• [GIVEN DATA]
----

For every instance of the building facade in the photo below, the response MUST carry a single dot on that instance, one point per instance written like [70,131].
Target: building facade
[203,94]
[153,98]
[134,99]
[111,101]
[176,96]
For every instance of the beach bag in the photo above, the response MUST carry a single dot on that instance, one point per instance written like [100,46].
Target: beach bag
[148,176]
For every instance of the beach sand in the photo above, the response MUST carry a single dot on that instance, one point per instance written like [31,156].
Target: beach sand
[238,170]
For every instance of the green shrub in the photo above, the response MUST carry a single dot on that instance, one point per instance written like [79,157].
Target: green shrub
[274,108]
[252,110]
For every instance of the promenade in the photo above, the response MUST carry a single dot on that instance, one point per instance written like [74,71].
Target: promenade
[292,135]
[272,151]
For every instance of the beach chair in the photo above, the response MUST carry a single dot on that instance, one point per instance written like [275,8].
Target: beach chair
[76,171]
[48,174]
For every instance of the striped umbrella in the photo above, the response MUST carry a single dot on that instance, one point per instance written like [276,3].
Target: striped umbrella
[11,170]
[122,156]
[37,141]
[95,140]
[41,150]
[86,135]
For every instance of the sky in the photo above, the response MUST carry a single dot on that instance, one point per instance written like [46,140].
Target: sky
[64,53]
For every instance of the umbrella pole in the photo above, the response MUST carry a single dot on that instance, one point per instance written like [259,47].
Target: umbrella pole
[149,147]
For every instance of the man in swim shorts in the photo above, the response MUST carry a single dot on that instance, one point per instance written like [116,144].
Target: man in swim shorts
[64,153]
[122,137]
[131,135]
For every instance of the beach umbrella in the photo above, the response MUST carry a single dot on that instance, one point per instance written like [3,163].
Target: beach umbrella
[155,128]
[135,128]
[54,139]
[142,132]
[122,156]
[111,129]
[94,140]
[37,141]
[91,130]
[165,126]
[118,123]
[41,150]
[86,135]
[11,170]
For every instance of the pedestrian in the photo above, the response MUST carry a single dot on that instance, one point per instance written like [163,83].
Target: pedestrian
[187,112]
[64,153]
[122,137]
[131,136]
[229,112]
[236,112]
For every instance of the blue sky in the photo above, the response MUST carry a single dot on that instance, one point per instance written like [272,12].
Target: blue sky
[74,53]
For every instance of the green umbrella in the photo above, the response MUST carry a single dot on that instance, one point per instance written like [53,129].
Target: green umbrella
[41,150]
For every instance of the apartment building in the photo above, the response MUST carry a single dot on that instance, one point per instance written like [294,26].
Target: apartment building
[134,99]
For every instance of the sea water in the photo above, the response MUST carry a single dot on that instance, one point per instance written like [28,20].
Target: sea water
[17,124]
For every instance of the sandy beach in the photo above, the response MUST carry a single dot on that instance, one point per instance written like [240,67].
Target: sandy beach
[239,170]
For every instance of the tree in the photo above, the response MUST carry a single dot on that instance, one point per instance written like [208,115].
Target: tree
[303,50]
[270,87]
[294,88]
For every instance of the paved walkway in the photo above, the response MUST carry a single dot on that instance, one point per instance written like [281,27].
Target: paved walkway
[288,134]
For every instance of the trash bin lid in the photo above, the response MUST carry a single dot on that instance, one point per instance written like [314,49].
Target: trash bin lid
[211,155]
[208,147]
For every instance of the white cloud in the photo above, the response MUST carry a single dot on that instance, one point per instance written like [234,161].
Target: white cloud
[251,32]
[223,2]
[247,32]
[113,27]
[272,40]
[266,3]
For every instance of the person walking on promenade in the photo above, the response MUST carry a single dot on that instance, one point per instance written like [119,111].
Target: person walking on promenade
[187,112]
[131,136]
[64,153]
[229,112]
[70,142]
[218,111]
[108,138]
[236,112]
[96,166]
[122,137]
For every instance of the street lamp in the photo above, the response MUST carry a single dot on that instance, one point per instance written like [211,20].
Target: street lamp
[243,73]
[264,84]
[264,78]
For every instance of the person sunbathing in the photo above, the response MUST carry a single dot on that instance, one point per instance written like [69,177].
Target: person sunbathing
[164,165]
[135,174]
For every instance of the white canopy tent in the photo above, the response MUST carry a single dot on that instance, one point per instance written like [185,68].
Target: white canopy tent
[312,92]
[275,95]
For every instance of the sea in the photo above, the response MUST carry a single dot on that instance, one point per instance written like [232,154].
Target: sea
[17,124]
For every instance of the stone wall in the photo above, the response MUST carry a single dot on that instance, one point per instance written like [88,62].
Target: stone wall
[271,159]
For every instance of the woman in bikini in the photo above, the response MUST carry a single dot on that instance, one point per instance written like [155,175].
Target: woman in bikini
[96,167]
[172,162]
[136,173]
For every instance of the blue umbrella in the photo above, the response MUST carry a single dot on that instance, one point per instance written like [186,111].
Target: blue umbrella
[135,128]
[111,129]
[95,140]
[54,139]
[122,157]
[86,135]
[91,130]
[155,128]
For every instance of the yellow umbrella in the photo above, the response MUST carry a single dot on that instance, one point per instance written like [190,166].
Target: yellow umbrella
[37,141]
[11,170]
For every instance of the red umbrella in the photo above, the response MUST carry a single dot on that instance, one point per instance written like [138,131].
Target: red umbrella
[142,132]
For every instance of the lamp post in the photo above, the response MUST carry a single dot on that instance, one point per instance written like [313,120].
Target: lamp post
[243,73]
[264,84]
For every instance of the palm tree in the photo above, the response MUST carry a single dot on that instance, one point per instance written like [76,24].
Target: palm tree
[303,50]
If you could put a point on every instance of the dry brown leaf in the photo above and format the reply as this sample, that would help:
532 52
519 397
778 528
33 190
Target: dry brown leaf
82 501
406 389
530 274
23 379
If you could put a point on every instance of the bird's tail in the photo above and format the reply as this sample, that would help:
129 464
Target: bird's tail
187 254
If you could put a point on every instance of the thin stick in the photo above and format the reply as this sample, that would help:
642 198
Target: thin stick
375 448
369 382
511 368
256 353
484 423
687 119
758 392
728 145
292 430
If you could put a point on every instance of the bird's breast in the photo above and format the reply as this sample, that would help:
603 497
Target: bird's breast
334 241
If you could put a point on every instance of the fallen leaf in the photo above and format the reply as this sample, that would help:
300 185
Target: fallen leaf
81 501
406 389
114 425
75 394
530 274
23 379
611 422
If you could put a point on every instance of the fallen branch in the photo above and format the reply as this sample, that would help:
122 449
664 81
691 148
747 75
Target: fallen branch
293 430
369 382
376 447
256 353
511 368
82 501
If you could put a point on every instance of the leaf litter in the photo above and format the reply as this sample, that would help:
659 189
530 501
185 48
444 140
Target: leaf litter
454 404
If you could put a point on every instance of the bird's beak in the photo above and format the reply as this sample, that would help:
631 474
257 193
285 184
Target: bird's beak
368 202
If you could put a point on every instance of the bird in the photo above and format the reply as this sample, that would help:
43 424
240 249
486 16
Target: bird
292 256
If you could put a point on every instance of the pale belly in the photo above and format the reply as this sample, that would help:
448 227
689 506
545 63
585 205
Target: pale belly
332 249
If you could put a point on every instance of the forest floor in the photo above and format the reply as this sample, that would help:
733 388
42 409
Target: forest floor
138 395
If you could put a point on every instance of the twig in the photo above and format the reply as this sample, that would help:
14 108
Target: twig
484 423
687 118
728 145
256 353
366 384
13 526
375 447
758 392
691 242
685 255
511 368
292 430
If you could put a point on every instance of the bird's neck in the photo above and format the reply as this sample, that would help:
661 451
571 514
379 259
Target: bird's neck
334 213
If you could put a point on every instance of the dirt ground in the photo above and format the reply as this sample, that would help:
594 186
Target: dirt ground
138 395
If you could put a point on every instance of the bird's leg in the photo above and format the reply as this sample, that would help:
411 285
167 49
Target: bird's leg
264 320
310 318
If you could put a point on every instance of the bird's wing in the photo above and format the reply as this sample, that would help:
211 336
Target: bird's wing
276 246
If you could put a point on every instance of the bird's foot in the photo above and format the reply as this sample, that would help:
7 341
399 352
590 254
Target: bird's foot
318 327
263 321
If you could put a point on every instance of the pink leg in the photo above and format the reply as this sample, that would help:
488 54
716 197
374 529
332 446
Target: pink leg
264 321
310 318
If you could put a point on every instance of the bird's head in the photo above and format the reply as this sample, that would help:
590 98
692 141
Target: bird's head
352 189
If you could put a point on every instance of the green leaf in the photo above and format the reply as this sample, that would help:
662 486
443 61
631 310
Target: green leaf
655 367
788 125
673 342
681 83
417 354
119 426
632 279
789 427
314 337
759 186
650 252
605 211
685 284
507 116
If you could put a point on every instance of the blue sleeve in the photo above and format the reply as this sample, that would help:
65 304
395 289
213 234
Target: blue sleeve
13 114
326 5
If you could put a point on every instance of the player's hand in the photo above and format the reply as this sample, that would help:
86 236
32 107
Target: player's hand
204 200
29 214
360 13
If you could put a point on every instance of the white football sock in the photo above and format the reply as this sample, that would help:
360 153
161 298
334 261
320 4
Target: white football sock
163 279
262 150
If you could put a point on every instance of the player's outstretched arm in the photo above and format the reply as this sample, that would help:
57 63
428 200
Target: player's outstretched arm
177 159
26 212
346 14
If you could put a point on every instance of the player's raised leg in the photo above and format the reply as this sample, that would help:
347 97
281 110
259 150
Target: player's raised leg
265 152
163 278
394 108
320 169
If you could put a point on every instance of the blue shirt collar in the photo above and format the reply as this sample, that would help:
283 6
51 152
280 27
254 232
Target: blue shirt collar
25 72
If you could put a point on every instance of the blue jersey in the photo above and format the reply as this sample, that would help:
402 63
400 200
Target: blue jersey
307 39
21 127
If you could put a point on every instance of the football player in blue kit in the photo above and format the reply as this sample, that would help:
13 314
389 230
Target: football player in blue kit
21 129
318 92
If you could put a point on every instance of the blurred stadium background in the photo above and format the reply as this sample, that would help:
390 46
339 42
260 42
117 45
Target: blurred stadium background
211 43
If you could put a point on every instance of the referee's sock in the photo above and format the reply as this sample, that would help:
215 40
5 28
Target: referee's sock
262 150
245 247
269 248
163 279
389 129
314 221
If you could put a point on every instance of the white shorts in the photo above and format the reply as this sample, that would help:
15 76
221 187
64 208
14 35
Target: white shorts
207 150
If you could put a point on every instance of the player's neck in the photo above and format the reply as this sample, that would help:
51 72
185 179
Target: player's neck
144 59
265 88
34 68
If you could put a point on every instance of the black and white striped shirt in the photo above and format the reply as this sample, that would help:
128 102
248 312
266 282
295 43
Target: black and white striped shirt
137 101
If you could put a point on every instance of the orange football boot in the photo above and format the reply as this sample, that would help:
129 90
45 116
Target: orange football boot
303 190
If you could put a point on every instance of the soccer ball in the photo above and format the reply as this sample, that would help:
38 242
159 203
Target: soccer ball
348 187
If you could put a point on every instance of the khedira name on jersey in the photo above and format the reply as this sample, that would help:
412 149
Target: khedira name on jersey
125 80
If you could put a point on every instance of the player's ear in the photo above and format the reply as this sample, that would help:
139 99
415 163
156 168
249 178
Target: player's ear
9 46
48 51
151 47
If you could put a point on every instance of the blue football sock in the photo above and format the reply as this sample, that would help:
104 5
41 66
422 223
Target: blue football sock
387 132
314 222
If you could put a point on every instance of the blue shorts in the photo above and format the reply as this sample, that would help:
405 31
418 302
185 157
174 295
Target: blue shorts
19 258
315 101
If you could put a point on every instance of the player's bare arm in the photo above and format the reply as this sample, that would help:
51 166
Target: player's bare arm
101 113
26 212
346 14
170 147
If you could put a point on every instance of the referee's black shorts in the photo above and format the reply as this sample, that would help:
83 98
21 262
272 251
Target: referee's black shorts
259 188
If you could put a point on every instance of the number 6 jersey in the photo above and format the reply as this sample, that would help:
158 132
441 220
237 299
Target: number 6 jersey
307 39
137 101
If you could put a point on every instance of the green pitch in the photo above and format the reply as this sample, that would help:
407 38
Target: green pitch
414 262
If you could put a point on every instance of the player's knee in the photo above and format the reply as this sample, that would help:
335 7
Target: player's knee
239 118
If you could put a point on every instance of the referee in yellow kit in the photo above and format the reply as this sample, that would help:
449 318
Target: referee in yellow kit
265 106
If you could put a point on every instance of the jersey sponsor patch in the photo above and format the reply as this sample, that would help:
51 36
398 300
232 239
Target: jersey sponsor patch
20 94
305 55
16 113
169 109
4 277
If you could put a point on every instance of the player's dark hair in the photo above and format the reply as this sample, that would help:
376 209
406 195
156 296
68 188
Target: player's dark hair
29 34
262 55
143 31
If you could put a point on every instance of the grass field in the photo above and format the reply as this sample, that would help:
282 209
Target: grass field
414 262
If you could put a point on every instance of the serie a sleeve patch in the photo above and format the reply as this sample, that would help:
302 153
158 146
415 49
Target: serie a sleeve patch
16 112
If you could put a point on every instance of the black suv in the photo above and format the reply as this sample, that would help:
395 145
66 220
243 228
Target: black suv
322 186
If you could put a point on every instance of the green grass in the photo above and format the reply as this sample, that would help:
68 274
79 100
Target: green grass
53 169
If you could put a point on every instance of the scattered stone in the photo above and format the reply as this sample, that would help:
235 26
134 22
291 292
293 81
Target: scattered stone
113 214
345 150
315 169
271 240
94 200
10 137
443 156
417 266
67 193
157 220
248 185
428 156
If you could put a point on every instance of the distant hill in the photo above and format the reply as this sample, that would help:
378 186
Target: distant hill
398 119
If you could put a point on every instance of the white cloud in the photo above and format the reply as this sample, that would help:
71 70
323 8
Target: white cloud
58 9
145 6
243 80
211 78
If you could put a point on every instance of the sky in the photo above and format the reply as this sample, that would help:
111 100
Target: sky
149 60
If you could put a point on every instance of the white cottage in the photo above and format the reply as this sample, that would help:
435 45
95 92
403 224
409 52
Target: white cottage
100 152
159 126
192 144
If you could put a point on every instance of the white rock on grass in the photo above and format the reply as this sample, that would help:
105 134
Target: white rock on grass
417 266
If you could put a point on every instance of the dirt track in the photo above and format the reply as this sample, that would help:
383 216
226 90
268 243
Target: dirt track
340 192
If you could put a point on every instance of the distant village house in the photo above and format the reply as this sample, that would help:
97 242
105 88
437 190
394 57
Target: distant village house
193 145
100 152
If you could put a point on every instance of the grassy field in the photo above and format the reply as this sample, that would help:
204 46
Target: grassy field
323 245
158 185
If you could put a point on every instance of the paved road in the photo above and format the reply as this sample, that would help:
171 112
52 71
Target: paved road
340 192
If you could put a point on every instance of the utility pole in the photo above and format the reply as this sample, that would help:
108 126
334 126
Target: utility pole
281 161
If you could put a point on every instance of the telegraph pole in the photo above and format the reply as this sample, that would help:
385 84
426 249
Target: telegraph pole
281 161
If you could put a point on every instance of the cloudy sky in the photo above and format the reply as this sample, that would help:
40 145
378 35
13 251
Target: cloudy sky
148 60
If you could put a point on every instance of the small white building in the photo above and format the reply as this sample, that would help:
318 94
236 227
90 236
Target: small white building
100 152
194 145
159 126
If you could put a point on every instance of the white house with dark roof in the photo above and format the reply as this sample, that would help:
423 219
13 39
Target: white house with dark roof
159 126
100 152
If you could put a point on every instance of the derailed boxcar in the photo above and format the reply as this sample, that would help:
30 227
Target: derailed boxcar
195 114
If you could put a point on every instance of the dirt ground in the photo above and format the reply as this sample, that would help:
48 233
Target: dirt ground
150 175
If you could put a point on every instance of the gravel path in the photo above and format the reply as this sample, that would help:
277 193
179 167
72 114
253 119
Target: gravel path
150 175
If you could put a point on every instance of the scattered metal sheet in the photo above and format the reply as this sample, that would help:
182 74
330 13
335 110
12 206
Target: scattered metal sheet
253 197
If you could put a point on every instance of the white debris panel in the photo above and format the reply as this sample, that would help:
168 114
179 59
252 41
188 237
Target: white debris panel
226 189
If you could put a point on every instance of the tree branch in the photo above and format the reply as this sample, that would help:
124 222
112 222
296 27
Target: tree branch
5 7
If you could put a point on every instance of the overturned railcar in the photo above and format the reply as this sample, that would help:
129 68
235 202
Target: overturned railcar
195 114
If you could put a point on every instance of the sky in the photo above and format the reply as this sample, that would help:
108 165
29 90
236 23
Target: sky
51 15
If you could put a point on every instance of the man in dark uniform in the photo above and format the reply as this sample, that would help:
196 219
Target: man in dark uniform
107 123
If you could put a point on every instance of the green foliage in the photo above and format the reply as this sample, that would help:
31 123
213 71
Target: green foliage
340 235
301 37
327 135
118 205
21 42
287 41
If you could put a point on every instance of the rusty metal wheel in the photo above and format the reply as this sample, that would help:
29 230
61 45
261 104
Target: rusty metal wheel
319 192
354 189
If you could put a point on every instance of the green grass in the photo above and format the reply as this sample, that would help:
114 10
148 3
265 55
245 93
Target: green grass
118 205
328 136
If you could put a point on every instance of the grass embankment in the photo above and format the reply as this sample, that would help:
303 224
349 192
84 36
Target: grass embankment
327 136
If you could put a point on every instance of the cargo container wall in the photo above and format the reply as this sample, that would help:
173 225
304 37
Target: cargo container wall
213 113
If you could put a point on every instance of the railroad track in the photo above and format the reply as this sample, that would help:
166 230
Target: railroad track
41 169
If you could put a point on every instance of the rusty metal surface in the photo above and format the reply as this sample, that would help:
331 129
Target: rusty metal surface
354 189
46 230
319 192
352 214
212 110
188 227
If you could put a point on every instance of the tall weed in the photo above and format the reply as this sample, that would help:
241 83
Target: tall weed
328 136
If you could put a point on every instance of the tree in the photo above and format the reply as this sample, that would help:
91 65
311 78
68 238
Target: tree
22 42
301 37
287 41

----

• [EXERCISE DESCRIPTION]
Give exactly the lines from the one with "of the railroad" to the end of the entries, nothing before them.

• [THE SOLUTION]
If you could put a point on every instance of the railroad track in the photo above and format the reply as this sample, that would help:
166 230
Target: railroad track
41 169
If you could put a point on every instance of the rusty metal surface in the photo above and format the reply as this sample, that would help:
331 129
Target: rusty metal surface
354 189
46 230
319 192
352 214
212 110
188 227
If you could put a point on every instance of the tall weed in the photo above and format the reply as this sample, that would help:
241 83
Target: tall weed
328 136
If you could put a point on every instance of the tree in the photo above and format the reply as this sample, that would help:
91 65
311 78
68 238
Target: tree
22 42
301 37
287 41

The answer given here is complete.